>> start PROVIDED ENTRIES

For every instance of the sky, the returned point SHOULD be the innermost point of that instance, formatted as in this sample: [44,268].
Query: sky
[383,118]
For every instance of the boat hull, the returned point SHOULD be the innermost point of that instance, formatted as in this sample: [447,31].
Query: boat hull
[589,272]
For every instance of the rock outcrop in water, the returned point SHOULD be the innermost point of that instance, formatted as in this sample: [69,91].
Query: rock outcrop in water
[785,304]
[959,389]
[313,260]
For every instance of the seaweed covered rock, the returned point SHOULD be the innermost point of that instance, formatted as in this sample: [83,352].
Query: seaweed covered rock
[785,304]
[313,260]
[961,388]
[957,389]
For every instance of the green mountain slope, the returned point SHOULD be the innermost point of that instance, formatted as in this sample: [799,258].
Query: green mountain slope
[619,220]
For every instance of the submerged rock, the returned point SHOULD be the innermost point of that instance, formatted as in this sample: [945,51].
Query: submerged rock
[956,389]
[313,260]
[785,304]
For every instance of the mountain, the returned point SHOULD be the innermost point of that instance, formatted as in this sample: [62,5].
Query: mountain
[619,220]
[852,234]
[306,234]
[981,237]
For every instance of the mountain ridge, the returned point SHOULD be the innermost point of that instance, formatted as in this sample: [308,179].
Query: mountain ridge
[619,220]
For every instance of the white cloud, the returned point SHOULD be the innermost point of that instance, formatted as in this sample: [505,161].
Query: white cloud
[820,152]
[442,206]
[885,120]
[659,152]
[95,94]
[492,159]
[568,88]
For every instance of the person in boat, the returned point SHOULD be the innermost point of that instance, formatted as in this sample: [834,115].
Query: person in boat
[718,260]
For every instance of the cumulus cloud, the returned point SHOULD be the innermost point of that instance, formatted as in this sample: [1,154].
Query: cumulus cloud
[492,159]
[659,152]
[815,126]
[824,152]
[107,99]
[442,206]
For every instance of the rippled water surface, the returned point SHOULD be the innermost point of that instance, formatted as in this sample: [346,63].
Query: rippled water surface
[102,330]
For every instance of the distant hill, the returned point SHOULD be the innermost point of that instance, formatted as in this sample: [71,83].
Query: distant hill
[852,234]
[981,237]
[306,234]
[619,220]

>> end PROVIDED ENTRIES
>> start PROVIDED ENTRIES

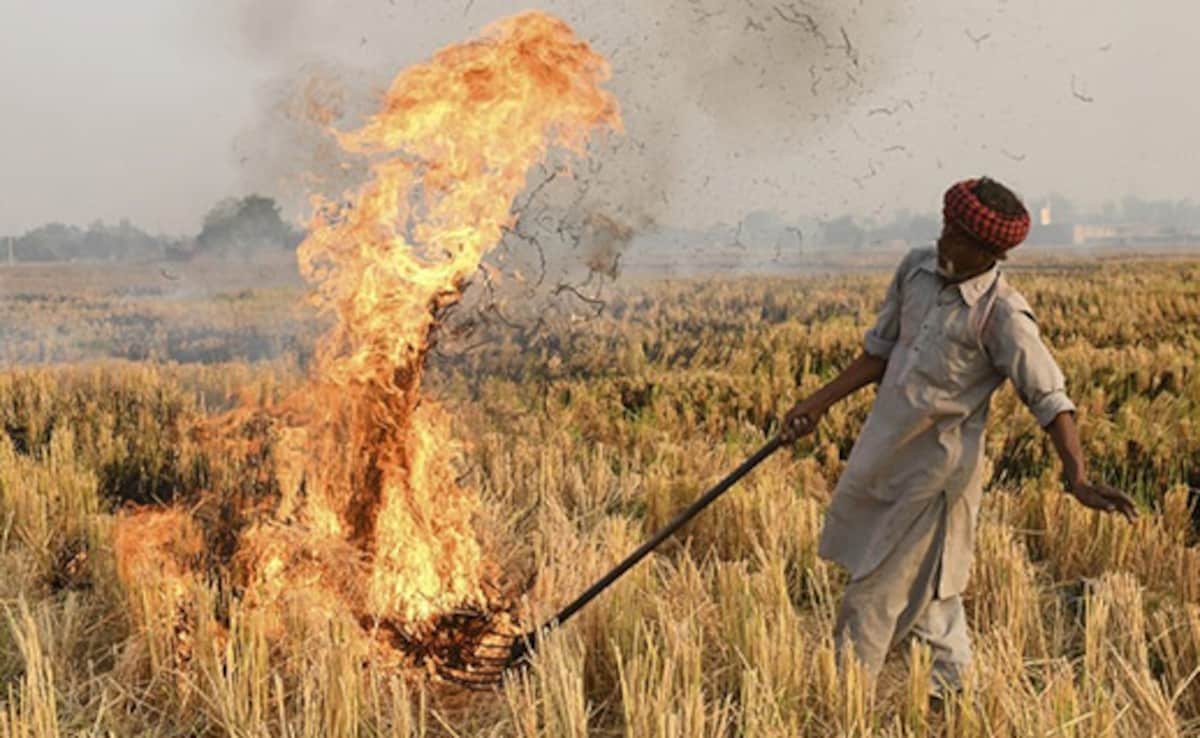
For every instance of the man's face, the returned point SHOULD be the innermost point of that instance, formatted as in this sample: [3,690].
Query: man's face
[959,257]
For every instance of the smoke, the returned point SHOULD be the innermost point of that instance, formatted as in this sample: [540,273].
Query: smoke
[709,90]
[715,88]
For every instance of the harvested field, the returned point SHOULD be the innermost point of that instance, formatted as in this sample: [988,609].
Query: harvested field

>> end PROVIDED ENTRIES
>> start PROVIDED ENTRIES

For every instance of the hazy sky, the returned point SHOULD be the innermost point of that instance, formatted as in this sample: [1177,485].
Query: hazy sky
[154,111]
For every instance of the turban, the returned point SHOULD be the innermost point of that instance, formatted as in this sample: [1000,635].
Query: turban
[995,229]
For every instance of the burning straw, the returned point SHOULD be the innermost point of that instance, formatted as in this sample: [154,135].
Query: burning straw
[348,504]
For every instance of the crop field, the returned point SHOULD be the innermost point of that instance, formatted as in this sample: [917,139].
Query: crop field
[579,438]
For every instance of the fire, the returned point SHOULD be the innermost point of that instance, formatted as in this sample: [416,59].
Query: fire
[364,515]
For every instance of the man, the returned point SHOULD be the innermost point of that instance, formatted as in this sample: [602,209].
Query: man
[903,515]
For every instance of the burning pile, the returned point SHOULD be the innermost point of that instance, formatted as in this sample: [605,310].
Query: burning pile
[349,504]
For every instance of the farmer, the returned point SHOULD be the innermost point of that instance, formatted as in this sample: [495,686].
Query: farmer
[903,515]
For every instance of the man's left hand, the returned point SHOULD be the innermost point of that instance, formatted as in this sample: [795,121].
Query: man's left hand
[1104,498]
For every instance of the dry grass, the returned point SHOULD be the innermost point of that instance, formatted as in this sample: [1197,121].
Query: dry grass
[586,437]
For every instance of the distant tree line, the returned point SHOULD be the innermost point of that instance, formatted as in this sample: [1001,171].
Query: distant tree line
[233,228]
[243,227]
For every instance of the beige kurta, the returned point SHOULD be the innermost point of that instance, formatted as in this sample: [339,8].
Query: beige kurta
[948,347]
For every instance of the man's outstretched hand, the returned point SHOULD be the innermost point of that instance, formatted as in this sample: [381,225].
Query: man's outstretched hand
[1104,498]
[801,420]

>> end PROVIDED ENTRIES

Tally the lines of the data above that contain the string "turban", matching case exactly. Give only the number.

2